Is there a purpose to life? Why are we here? What is real happiness?

Plenty of novels have asked these questions, and all have ended without providing a definitive answer because these kinds of existential questions don't have an answer.

What authors do instead is explore the idea through an evolving situation or a character with a narrative arc, and the story concludes when the situation is resolved and the character has closure. Leaving the big questions unanswered is fine, so long as the reader doesn't feel they were taken on a sleigh ride to nowhere.

There needs to be more going on in the narrative than just conspiracies

Orson Scott Card introduced the MICE quotientMilieu, Idea, Character, Event. According to him, stories typically revolve around one of these, but most stories will contain elements of all of them.

Here's a very simple breakdown how your Cicada 3301 conspiracy might play out under MICE.

Milieu – Several mysterious forces are locked in an endless battle of [whatever]. While the war never ends, this particular battle does (win, lose, or draw). The story is finished when this particular battle (a microcosm of the war) is resolved.

Idea – There is a mystery on the internet. What could it be for? Who made it, and why? Most important, what happens to the people who solve the puzzle? The point of an Idea story is exploring the idea itself. The story concludes when the idea is "fleshed out" even if the why and who is left unanswered. It's the idea of a web mystery that is interesting. A main character might not even be involved directly, he might be a journalist or armchair detective who becomes aware of the mystery, and begins to connect the dots. In an Idea story, the protagonist could be detached from the conflict like a psychiatrist, scientist, or archeologist. They are piecing together the "truth" behind the idea, or the idea itself changes how they see the world.

Character – The story revolves around a character who's story arc is about what happens to him (emotionally, psychologically) when he pursues this mystery. He meets strange people, he begins to fear for his life – the mystery triggers something within him that he can't let go and it ruins his marriage. Despite the apparent danger he becomes obsessed and is willing to risk everything. Character stories are finished when the character's arc is resolved. Again he may never understand the mystery, but he will come to the end of his arc.

**TASK MATERIAL:**

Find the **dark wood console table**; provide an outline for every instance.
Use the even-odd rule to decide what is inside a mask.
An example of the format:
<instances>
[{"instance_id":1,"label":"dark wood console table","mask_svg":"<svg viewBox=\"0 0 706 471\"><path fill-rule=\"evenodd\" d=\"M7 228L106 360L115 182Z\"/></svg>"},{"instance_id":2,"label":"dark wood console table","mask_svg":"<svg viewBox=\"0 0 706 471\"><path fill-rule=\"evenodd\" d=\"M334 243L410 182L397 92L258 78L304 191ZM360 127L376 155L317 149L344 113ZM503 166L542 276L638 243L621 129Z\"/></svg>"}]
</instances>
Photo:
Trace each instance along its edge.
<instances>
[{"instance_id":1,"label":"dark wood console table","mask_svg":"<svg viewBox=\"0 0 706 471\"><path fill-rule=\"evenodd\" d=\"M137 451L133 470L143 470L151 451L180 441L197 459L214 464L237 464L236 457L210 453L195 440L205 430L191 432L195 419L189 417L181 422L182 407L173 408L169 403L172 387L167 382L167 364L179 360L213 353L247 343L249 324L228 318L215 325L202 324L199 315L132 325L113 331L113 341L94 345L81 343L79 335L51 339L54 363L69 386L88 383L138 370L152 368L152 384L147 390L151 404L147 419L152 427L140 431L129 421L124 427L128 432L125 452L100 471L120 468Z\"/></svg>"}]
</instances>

**EXERCISES:**
a. Copy the entries above character for character, from the first entry through the last.
b. Pick up the writing advice on the MICE quotient after its last sentence and keep it going.

**ANSWERS BY TASK:**
a.
Find the **dark wood console table**; provide an outline for every instance.
Use the even-odd rule to decide what is inside a mask.
An example of the format:
<instances>
[{"instance_id":1,"label":"dark wood console table","mask_svg":"<svg viewBox=\"0 0 706 471\"><path fill-rule=\"evenodd\" d=\"M7 228L106 360L115 182Z\"/></svg>"},{"instance_id":2,"label":"dark wood console table","mask_svg":"<svg viewBox=\"0 0 706 471\"><path fill-rule=\"evenodd\" d=\"M334 243L410 182L397 92L258 78L304 191ZM360 127L376 155L317 149L344 113ZM503 166L542 276L638 243L621 129Z\"/></svg>"}]
</instances>
Photo:
Trace each instance along its edge.
<instances>
[{"instance_id":1,"label":"dark wood console table","mask_svg":"<svg viewBox=\"0 0 706 471\"><path fill-rule=\"evenodd\" d=\"M137 451L133 470L143 470L151 451L180 441L197 459L214 464L237 464L236 457L210 453L195 440L205 430L191 432L195 419L189 417L181 422L182 407L173 408L169 403L172 387L167 382L167 364L179 360L213 353L247 343L249 324L228 318L215 325L202 324L199 315L132 325L113 331L113 341L94 345L81 343L79 335L51 339L54 363L69 386L88 383L138 370L152 368L152 384L147 390L151 404L147 419L152 427L140 431L129 421L124 427L128 432L125 452L100 471L120 468Z\"/></svg>"}]
</instances>

b.
Event – The event story is fixed around an inciting event, or an anticipated event. There may not be a central character, instead there are numerous characters reacting to the event. In this case the event might be the appearance of the online mystery, followed by other anticipated events like the reveal of more clues, or individuals solving bits of the mystery. Natural disasters and alien invasions are events that interrupt regular people's lives, potentially changing them forever. If the event happens early, the conclusion might be when the aftermath is finished (flood waters begin to recede, the crisis is over). When the event is at the climax it might be more like toppling dominoes that have been carefully laid throughout the story.

MICE is just one way to look at stories, but it's a useful one because it tells the author what sort of conflicts and resolutions are needed to keep the reader engaged. Readers inherently understand that although the "big picture" is about one thing, the story beats and character arcs – which are the actual narrative – will be in service to the type of story being written.

The "big picture" conspiracy doesn't need to be solved, but the immediate conflicts and narrative arcs come to their own conclusion.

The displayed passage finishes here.